Try it >>
Transcribe each record below character for character.

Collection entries

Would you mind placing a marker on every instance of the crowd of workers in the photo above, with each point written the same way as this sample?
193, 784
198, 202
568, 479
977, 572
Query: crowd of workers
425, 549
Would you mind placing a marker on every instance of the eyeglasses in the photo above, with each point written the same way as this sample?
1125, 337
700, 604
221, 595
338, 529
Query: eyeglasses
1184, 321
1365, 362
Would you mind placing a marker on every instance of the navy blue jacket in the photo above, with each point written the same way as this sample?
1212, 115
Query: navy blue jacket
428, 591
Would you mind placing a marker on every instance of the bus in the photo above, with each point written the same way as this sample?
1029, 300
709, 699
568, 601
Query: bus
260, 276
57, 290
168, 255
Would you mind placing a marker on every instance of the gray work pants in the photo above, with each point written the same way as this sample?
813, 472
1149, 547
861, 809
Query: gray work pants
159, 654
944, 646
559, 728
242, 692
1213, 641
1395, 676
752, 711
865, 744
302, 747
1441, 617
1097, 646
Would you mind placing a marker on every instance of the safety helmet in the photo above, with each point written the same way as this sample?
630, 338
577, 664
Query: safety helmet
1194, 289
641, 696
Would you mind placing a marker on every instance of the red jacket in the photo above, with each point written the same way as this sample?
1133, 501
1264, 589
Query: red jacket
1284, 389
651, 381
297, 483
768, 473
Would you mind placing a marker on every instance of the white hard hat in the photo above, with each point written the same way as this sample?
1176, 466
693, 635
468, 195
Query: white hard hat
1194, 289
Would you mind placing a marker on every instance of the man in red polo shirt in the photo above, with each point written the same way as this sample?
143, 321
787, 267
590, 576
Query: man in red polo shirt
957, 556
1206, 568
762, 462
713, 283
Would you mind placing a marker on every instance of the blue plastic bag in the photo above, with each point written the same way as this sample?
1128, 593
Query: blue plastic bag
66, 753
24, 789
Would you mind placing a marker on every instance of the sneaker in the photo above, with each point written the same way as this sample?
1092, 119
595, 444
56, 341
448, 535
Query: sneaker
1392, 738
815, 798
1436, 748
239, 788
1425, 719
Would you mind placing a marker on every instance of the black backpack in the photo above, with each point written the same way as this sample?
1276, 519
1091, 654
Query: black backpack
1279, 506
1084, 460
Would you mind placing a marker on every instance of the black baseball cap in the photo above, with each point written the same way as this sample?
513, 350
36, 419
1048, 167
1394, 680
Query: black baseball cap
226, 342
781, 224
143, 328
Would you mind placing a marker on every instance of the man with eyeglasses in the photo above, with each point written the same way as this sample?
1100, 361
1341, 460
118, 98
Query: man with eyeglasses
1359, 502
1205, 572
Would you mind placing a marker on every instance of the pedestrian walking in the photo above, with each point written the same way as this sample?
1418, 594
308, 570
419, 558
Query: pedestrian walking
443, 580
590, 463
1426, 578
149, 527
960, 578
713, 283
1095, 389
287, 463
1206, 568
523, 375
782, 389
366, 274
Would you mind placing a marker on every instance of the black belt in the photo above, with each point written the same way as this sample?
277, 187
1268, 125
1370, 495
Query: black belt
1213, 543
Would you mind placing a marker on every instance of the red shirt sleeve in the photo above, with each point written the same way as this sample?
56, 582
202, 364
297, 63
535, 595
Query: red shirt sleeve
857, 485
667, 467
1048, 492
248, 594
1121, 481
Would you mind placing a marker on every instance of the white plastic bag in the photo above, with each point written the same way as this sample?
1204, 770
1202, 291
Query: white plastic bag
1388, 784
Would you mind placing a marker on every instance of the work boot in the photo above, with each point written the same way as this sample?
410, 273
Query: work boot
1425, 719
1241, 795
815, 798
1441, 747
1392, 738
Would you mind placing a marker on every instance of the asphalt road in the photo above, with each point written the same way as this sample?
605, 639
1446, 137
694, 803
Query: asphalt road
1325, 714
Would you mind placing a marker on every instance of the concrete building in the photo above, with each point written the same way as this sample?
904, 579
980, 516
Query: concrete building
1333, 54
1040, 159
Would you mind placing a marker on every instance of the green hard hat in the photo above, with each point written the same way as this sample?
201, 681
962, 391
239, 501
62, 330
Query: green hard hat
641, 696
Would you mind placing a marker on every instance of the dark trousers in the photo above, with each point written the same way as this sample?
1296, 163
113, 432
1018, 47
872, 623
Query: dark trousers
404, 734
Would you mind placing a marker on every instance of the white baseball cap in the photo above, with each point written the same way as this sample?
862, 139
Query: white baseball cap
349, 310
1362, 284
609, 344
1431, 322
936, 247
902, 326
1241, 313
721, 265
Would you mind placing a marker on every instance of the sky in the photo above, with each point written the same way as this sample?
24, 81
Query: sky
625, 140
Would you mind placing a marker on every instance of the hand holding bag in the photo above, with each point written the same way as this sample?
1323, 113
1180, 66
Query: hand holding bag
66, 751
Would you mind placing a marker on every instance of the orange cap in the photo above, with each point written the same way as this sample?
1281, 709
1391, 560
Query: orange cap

Output of the exercise >>
Would you mind placing a marker on every instance of the crowd of workers in the photo above, with each point written the same way as this sample?
193, 784
198, 202
568, 479
977, 572
Query: crowd of workers
425, 549
Would you mind placing a marker on every instance of the eyeglasses in the photo above, with each point written the same way as this sample?
1125, 337
700, 604
221, 595
338, 529
Query: eyeglasses
1184, 321
1365, 362
Would you mind placing a marker on every instance of the navy blue jacket in the photo above, with each point written the same way as this sample?
1212, 115
Query: navy blue jacket
428, 591
Would you mind placing a marker on every instance of the bus in the photo above, with each point written the same way as this sample?
1029, 300
709, 699
568, 601
Query: bus
260, 276
57, 290
168, 255
Would you mind placing a marker on every instance of the gray work pants in the photo above, with each point written the same way as this sample?
813, 472
1149, 547
861, 809
Query: gray work pants
159, 654
944, 646
559, 728
242, 692
1213, 641
1395, 676
752, 711
865, 744
302, 747
1441, 617
1097, 646
Would you mind placing a marker on every instance of the safety helmet in the photo above, with each point written the same way as this sample?
630, 338
577, 664
Query: safety helmet
1194, 289
641, 696
Would you mind placing a marker on every instance of the red jacket in the photo above, with each point written the same way as this sample?
1133, 501
1264, 589
Query: red jacket
1284, 389
651, 381
297, 483
768, 473
Would you mind placing a marker on every instance of the white hard hat in the photo above, with each point written the same way as this sample?
1176, 466
693, 635
468, 195
Query: white hard hat
1194, 289
Would you mind placing a marker on every instance of the man in red polo shirt in the photo above, with each point written the same way as this sample?
143, 321
787, 267
590, 576
Query: man in red polo shirt
957, 556
1206, 568
762, 462
713, 283
Would you mind placing a marker on every instance of the blue plastic bag in the photo above, with each point written the same way as this sample?
1128, 593
Query: blue plastic bag
66, 753
24, 789
Would you mind placing a marker on every instance of the sneaker in the photo above, with each point written the same way as this sample?
1092, 119
595, 444
56, 341
448, 535
Query: sneaker
1392, 738
815, 798
1436, 748
239, 788
1425, 719
Would you mind placing a marker on every instance of the black backpack in the photo above, with each point written the same way as this sample?
1276, 519
1091, 654
Query: black backpack
1279, 506
1084, 460
Would you mind placing a marker on every instance of the black baseball cap in the photo above, with each point written the same way as this sample?
513, 350
36, 419
1048, 167
1394, 680
Query: black baseball cap
226, 342
781, 224
143, 328
Would you mind placing a marker on every instance of the man with eyeglasses in the photo above, with each point written the same way as this sample?
1100, 361
1341, 460
118, 98
Query: man with eyeglasses
1359, 502
1205, 572
Would you mind placing a marker on every instance of the pedestrian walking in the photo above, with each point written the same way as this sample?
1418, 594
308, 570
419, 558
Query: pedestrian walking
443, 580
590, 463
1426, 578
149, 527
960, 578
713, 283
1095, 389
287, 463
1206, 568
523, 375
782, 389
366, 274
Would you mind placing a marker on every instance of the black belt in the photo above, with each point written the same way as this sample?
277, 187
1268, 125
1370, 495
Query: black belt
1213, 543
Would you mind placing a marker on every instance of the red shirt sleeve in the photo above, with each point written the same way as this sample?
56, 582
202, 364
297, 63
535, 595
Query: red shirt sleeve
857, 485
667, 467
1048, 492
248, 594
1121, 481
Would you mind placing a marker on every instance of the white plastic bag in the photo above, with each point written the same way as this sample?
1204, 770
1202, 291
Query: white plastic bag
1388, 784
Would you mind placing a marker on every instance of the work boot in the photo above, with each point written the same way as this sample?
410, 273
Query: work boot
1425, 719
1241, 795
815, 798
1441, 747
1392, 738
Would you mind placing a marker on every instance of the asphalt road in the photo above, with each point written the same way as this sample?
605, 639
1446, 137
694, 803
Query: asphalt road
1325, 714
Would you mind placing a marker on every instance of the concrete building in the photo above, with each point written the same way as this sample?
904, 579
980, 516
Query: concrete building
1333, 54
1040, 159
Would you mind placing a marker on every instance of the green hard hat in the photo above, with each point written the same way as this sample?
201, 681
962, 391
239, 501
62, 330
Query: green hard hat
641, 696
Would you mind placing a marker on every instance of the dark trousers in the photo above, with each point written the same way as this sample?
1296, 163
113, 432
1018, 47
872, 623
Query: dark trousers
404, 734
Would you mind placing a marker on every instance of the white baseball cap in the photo above, with each point written the same way as this sample?
862, 139
Query: white baseball cap
349, 310
1362, 284
609, 344
1431, 322
936, 247
902, 326
1241, 313
721, 265
Would you mind placing a marker on every instance of the sky in the photo above, with each point written the same way as this sample?
24, 81
Query: sky
625, 140
Would you mind placing a marker on every instance of the hand holding bag in the photo above, with each point written the same way as this sample?
1323, 113
1180, 66
Query: hand holding bag
66, 751
Would you mind placing a marker on every instance of the orange cap in the photo above, with each point written the same way as this sample?
1281, 709
1391, 560
Query: orange cap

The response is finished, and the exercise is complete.